- Consigne A
Résumez la critique de cinéma en deux phrases.
- Consigne B
Traduisez en anglais cette phrase de la critique de cinéma : « Je n’attendais donc pas énormément d’Alice. »
- Consigne C
Reprenez la critique de cinéma à la suite de sa dernière phrase et poursuivez-la.

- Bloc de texte
La journée avait commencé dans le malaise. Un film mexicain joliment mais froidement maîtrisé, Daniel y Ana, comparé ici et là au cinéma de Michael Haneke, vu dans la crispation qui sied bien au MK2 Beaubourg. Bienheureux celui qui ne se sentira pas mal devant ce frère et cette sœur kidnappés et menacés de mort s’ils n’acceptent pas de se laisser filmer en plein acte sexuel.
Peut-être m’aurait-il fallu un film exceptionnel après cette plongée douloureuse dans les ravages psychologiques faisant suite à cet acte forcé. Cette sœur bouleversée faisant l’effort de remonter la pente et de surmonter cet épisode traumatisant. Ce frère plus en retrait, tiraillé entre la culpabilité et un sentiment qu’il a dû mal à contenir. Cette douleur sourde qui découle de cet acte imprime l’image, et laisse clairement entrevoir des conséquences comportementales irrémédiables sur ces protagonistes. Le malaise ronronne avant de rugir avec évidence, conduisant vers un dénouement inexorablement perturbant mais par trop prévisible.
Daniel & Ana est une mise en bouche amère pour une journée cinématographique, et m’aventurer dans la version Burtonienne d’Alice au Pays des Merveilles après le malaise mexicain offrait au moins la perspective d’une évasion bienvenue.
Si Tim Burton m’a un jour séduit, amusé, emballé, ce jour est lointain. En y réfléchissant c’est étrange car mon rapport au cinéaste américain est peu ou prou similaire à celui du japonais Kitano que j’ai relaté il y a quelques jours. Des années 90 fantastiques, des années 2000 décevantes. Dans le cas de Burton, la poésie sombre et mélancolique d’Edward aux mains d’argent ou l’humour corrosif et débridé de Mars Attacks ! ont laissé la place à des univers de pacotilles, grandiloquents mais désespérément creux.
Le remake inutile de La planète des singes, l’univers acidulé tournant mollement en rond de Charlie et la chocolaterie, le ridicule d’un Sweeney Todd faussement sanglant mais véritablement niais, m’ont fait largement oublié qu’à une époque, Tim Burton représentait autre chose qu’un instrument de studio sans âme.
Je me suis rendu à Alice aux Pays des Merveilles sans conviction, et sans franche envie. Mais certains noms du cinéma continuent à laisser espérer qu’un jour la flamme reviendra. Un semblant de flamme traversait Big Fish il y a quelques années, mais hormis ce film, le dernier Burton à m’avoir séduit était bien Mars Attacks ! il y a… bientôt 15 ans ! Le dernier Burton en date, Sweeney Todd, m’a pratiquement fait hurler d’horreur, et pas au sens où le cinéaste l’entendait. Je n’attendais donc pas énormément d’Alice. Heureusement, car dans le cas contraire, je serais tombé de haut.

- Données affichées
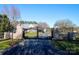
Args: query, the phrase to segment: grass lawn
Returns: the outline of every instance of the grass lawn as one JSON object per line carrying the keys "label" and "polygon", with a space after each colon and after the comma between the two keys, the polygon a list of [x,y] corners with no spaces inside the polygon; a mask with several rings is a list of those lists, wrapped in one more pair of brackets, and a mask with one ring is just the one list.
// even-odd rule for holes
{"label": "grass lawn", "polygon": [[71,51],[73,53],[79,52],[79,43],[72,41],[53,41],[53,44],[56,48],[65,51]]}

- Réponse A
La journée de cinéma s'ouvre sur Daniel y Ana, un film mexicain maîtrisé mais froid, où un frère et une sœur sont contraints de se laisser filmer en plein acte sexuel, et dont le dénouement perturbant reste par trop prévisible. Vient ensuite, sans conviction, l'Alice au Pays des Merveilles de Tim Burton, un cinéaste aux années 90 fantastiques mais aux années 2000 décevantes.

- Réponse B
So I wasn't expecting a great deal from Alice.

- Réponse C
Bien sûr, si l’on a beaucoup parlé d’Alice au pays des merveilles ces dernières semaines, c’est parce qu’il s’agit du premier film majeur à sortir en 3D après le triomphe planétaire d’Avatar. Ils seront nombreux les films à surfer sur la vague 3D, dans les mois et années à venir, mais pour le moment il ne s’agit pas là de films pensés pour la 3D, et tournés comme tels. Le film de Burton a été tourné comme un film « 2D », et customisé pour la 3D. Je me suis donc rendu sans scrupule ni regret aucun à une projection du film sans la brûlante 3D.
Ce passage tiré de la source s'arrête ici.